■ **Exercise instructions**
State the count of lines below in which the word "instance" appears, and add nothing.

■ **Records to process**

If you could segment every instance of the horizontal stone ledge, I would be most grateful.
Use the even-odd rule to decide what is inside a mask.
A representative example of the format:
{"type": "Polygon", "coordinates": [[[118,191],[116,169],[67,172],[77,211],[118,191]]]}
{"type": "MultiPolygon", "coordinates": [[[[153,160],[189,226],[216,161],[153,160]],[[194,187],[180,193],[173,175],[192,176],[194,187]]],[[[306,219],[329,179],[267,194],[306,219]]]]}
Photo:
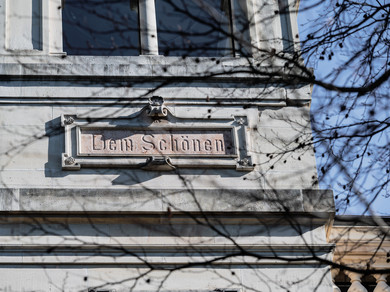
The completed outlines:
{"type": "Polygon", "coordinates": [[[228,245],[228,244],[2,244],[0,246],[1,253],[19,253],[19,252],[37,252],[50,250],[50,253],[62,253],[62,252],[100,252],[100,253],[123,253],[128,251],[131,253],[144,253],[148,252],[161,253],[186,253],[186,254],[208,254],[208,253],[237,253],[241,250],[257,253],[257,252],[268,252],[273,255],[275,253],[312,253],[312,252],[329,252],[334,249],[334,244],[238,244],[238,245],[228,245]]]}
{"type": "MultiPolygon", "coordinates": [[[[43,100],[40,98],[36,97],[1,97],[0,96],[0,104],[8,104],[8,105],[31,105],[31,104],[39,104],[39,105],[45,105],[45,106],[50,106],[50,105],[55,105],[55,106],[60,106],[60,105],[112,105],[113,100],[115,100],[115,105],[123,105],[123,106],[128,106],[129,104],[131,105],[144,105],[144,101],[131,101],[130,99],[123,98],[121,101],[117,101],[117,97],[112,97],[112,98],[105,98],[105,97],[94,97],[91,99],[90,97],[85,97],[85,98],[57,98],[57,97],[51,97],[50,100],[43,100]],[[110,100],[111,99],[111,100],[110,100]]],[[[296,100],[294,103],[295,106],[304,106],[307,105],[310,102],[310,99],[299,99],[296,100]]],[[[187,103],[181,102],[181,101],[176,101],[176,100],[171,100],[169,101],[169,105],[185,105],[186,107],[189,106],[245,106],[246,108],[250,107],[285,107],[287,106],[287,103],[284,100],[239,100],[239,99],[232,99],[232,100],[217,100],[217,101],[189,101],[187,103]]]]}
{"type": "MultiPolygon", "coordinates": [[[[202,267],[208,265],[277,265],[277,264],[319,264],[322,261],[329,262],[329,253],[322,252],[319,254],[313,254],[307,252],[306,254],[286,254],[275,255],[269,254],[253,254],[251,255],[236,255],[236,254],[223,254],[223,255],[165,255],[158,254],[156,256],[151,255],[137,255],[126,254],[122,251],[121,254],[100,254],[99,251],[91,252],[89,254],[78,253],[66,253],[58,254],[55,252],[50,253],[20,253],[20,254],[7,254],[0,257],[0,265],[153,265],[155,268],[158,266],[166,265],[179,265],[186,268],[202,267]]],[[[324,263],[325,264],[325,263],[324,263]]]]}
{"type": "MultiPolygon", "coordinates": [[[[334,213],[318,189],[0,189],[0,211],[135,213],[334,213]]],[[[328,215],[326,215],[328,214],[328,215]]]]}
{"type": "MultiPolygon", "coordinates": [[[[39,70],[39,69],[37,69],[39,70]]],[[[4,70],[3,70],[4,71],[4,70]]],[[[302,78],[302,81],[299,81],[298,78],[293,80],[293,77],[290,79],[279,76],[278,73],[269,73],[269,75],[256,75],[251,73],[214,73],[214,74],[185,74],[174,76],[171,75],[96,75],[91,72],[91,74],[51,74],[52,72],[46,73],[37,73],[33,75],[33,72],[27,71],[17,74],[8,74],[6,72],[2,72],[1,64],[0,64],[0,80],[2,82],[6,81],[60,81],[60,82],[72,82],[75,84],[99,84],[99,83],[109,83],[109,82],[131,82],[138,84],[148,84],[152,82],[165,82],[167,87],[169,84],[174,84],[177,82],[187,82],[194,83],[196,82],[204,82],[205,84],[212,85],[213,83],[220,84],[221,82],[226,83],[248,83],[252,85],[253,83],[257,84],[269,84],[269,83],[280,83],[285,85],[292,85],[294,88],[300,88],[302,86],[308,86],[309,82],[307,79],[302,78]],[[298,79],[298,80],[297,80],[298,79]],[[295,82],[294,82],[295,81],[295,82]]],[[[120,86],[118,84],[117,86],[120,86]]],[[[113,86],[115,87],[115,86],[113,86]]]]}
{"type": "MultiPolygon", "coordinates": [[[[32,268],[33,266],[38,266],[39,268],[42,267],[48,267],[48,266],[56,266],[58,268],[59,266],[64,268],[65,266],[71,266],[71,267],[85,267],[85,266],[99,266],[99,268],[103,267],[114,267],[114,268],[120,268],[120,267],[134,267],[134,268],[142,268],[142,267],[148,267],[149,265],[153,265],[154,269],[162,269],[163,267],[169,267],[169,268],[191,268],[191,267],[205,267],[205,266],[217,266],[220,268],[231,268],[233,266],[239,266],[240,268],[252,268],[253,266],[265,266],[265,265],[271,265],[271,266],[280,266],[280,265],[313,265],[315,268],[318,268],[318,265],[321,264],[321,262],[324,260],[324,263],[322,266],[327,266],[325,263],[326,259],[318,259],[318,260],[297,260],[297,259],[285,259],[285,260],[258,260],[258,261],[250,261],[250,260],[240,260],[240,261],[215,261],[212,263],[209,262],[194,262],[194,263],[188,263],[188,259],[185,259],[183,261],[172,261],[167,262],[166,259],[162,261],[156,261],[152,263],[147,263],[141,260],[135,260],[135,261],[116,261],[111,258],[104,260],[94,260],[91,259],[89,261],[82,261],[82,259],[79,258],[69,258],[65,257],[64,259],[52,259],[52,260],[25,260],[24,262],[20,261],[20,258],[17,259],[8,259],[1,261],[0,259],[0,267],[1,266],[12,266],[12,267],[26,267],[29,266],[29,268],[32,268]],[[67,261],[66,261],[67,260],[67,261]]],[[[168,268],[167,268],[168,269],[168,268]]]]}
{"type": "MultiPolygon", "coordinates": [[[[181,57],[90,57],[67,56],[58,57],[15,57],[2,58],[0,62],[0,75],[29,76],[38,78],[207,78],[229,79],[243,78],[261,79],[299,79],[304,82],[314,78],[310,69],[298,66],[285,66],[285,60],[276,62],[260,62],[247,58],[186,58],[181,57]]],[[[140,79],[141,80],[141,79],[140,79]]]]}

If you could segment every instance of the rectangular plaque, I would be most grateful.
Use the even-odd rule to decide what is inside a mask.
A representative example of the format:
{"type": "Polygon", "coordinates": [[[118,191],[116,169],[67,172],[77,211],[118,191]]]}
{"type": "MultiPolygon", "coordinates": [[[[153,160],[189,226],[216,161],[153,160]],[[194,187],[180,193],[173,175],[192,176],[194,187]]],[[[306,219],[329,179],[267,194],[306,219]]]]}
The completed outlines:
{"type": "Polygon", "coordinates": [[[231,128],[79,128],[80,156],[235,157],[231,128]]]}
{"type": "Polygon", "coordinates": [[[247,117],[176,117],[161,101],[155,103],[124,117],[62,115],[62,169],[254,169],[247,117]]]}

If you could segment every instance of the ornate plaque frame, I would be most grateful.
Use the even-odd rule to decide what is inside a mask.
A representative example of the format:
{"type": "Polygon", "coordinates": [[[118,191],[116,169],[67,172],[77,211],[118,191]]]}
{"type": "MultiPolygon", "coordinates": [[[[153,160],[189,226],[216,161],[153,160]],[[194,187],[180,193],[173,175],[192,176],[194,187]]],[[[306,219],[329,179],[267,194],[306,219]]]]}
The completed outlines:
{"type": "MultiPolygon", "coordinates": [[[[77,115],[62,115],[61,125],[65,130],[65,152],[62,154],[63,170],[79,170],[80,168],[139,168],[163,171],[176,168],[230,168],[238,171],[251,171],[254,168],[251,156],[248,154],[247,145],[249,145],[249,140],[246,117],[239,116],[230,119],[176,117],[164,105],[164,100],[161,97],[152,97],[148,105],[130,117],[89,118],[77,115]],[[209,137],[207,140],[209,144],[212,140],[210,137],[223,136],[226,140],[224,142],[225,148],[228,145],[229,150],[220,146],[216,151],[209,151],[209,153],[200,151],[200,148],[197,149],[199,150],[198,152],[175,153],[171,151],[170,154],[166,154],[162,151],[152,155],[139,151],[124,153],[110,151],[110,149],[93,152],[86,150],[82,141],[86,139],[83,133],[94,133],[94,131],[96,133],[99,131],[104,131],[105,133],[114,133],[115,131],[117,133],[127,132],[135,133],[134,135],[144,135],[144,137],[145,135],[154,137],[153,134],[173,136],[176,133],[188,133],[189,136],[191,134],[198,135],[194,137],[202,137],[202,135],[209,137]],[[221,152],[221,148],[226,151],[221,152]]],[[[196,139],[196,141],[200,139],[196,139]]],[[[175,141],[177,143],[177,140],[175,141]]],[[[217,141],[221,140],[216,140],[215,143],[217,141]]],[[[222,145],[222,142],[220,143],[222,145]]],[[[206,146],[209,146],[209,144],[206,146]]],[[[208,148],[207,150],[210,150],[211,146],[208,148]]]]}

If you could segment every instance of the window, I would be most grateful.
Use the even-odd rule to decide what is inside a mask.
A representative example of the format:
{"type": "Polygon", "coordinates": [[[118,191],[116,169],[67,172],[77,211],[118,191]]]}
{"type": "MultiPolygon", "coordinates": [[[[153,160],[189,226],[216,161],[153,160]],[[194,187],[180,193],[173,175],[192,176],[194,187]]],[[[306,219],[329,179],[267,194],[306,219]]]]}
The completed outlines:
{"type": "Polygon", "coordinates": [[[247,55],[245,0],[66,0],[68,55],[247,55]]]}
{"type": "Polygon", "coordinates": [[[63,46],[69,55],[139,54],[138,5],[123,0],[66,0],[63,46]]]}
{"type": "MultiPolygon", "coordinates": [[[[238,1],[232,1],[238,4],[238,1]]],[[[166,56],[232,56],[233,7],[229,0],[156,1],[160,54],[166,56]]],[[[236,5],[239,8],[239,5],[236,5]]],[[[240,19],[242,23],[242,19],[240,19]]],[[[248,25],[245,25],[246,30],[248,25]]]]}

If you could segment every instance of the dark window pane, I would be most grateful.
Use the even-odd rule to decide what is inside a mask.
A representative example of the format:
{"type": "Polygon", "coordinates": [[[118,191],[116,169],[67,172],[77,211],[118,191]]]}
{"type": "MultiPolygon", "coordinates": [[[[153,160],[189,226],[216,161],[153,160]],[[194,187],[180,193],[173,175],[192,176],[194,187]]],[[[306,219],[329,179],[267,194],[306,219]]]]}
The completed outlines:
{"type": "Polygon", "coordinates": [[[139,55],[137,0],[66,0],[64,51],[69,55],[139,55]]]}
{"type": "Polygon", "coordinates": [[[34,50],[42,50],[42,0],[32,0],[31,36],[34,50]]]}
{"type": "Polygon", "coordinates": [[[232,55],[229,5],[229,0],[156,0],[160,54],[232,55]]]}

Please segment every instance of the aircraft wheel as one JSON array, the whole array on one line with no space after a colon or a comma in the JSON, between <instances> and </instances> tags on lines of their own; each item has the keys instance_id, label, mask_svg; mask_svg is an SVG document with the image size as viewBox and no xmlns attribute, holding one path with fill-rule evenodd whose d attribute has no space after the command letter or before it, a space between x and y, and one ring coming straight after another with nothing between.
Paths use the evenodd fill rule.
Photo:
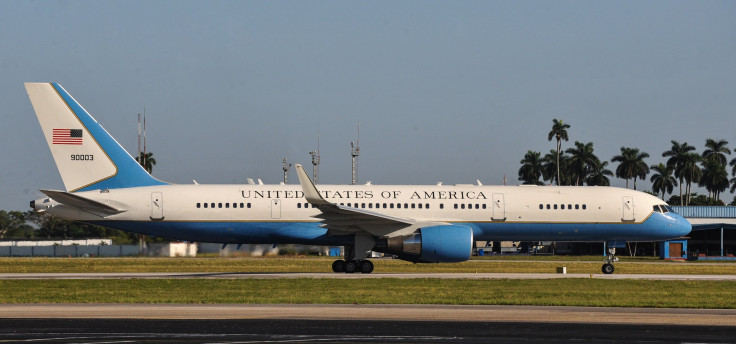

■ **Problem solution**
6